Exercise requirements:
Reproduce verbatim the lines of the data below that run from the one containing "target: dry grass" to the one containing "[[[172,334],[98,327],[31,452],[183,494]]]", including both of those lines, and print nothing else.

Task data:
>>>

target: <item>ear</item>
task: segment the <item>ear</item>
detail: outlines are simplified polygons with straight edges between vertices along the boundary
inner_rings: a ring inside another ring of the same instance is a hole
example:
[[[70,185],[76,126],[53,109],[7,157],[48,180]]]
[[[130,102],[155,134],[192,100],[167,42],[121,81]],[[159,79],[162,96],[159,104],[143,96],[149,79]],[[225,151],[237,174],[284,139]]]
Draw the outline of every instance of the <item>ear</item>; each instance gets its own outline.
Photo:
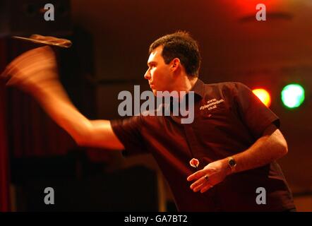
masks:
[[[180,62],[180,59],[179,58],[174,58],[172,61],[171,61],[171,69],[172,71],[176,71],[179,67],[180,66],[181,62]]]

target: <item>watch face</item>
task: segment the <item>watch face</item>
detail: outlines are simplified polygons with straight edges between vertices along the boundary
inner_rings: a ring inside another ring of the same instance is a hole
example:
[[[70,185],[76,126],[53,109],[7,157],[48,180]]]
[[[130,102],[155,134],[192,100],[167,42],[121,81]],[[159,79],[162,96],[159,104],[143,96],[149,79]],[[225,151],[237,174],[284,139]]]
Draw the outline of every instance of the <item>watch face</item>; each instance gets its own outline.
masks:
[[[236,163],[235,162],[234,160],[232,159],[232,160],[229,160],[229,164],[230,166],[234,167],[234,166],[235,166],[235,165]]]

<<<
>>>

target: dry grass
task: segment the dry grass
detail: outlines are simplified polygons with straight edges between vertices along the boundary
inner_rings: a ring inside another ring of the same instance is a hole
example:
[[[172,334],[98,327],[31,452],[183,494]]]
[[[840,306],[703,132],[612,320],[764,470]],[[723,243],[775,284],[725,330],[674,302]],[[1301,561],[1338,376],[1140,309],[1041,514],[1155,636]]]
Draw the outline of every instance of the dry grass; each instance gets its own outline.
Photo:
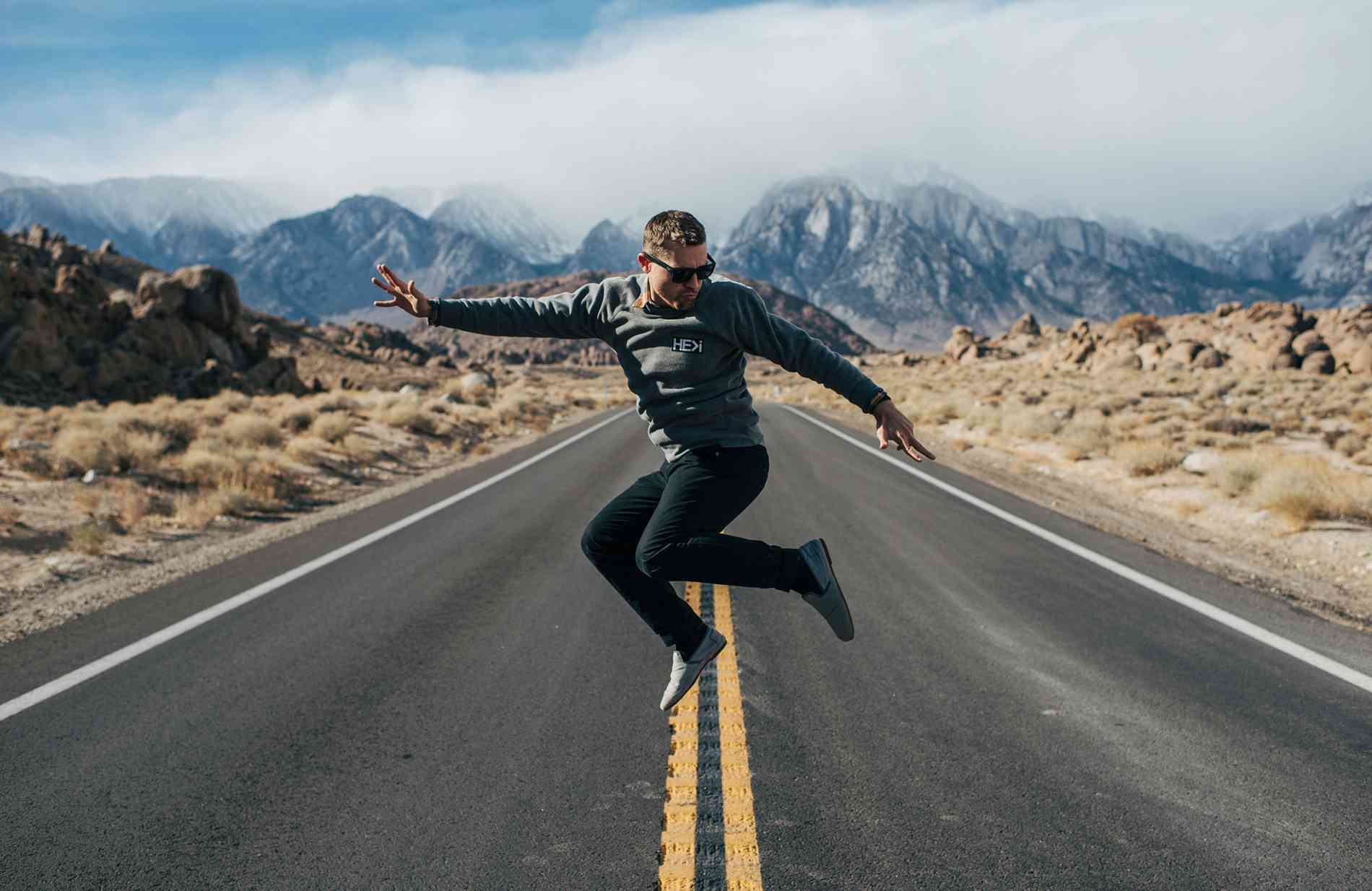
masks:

<<<

Task output:
target: dry grass
task: segment the dry grass
detail: outlines are simplified polygons with straight edges between vertices along the boundary
inner_rings: a ring inside another ring of the same instance is a hole
example:
[[[172,334],[98,327],[31,452],[183,494]]]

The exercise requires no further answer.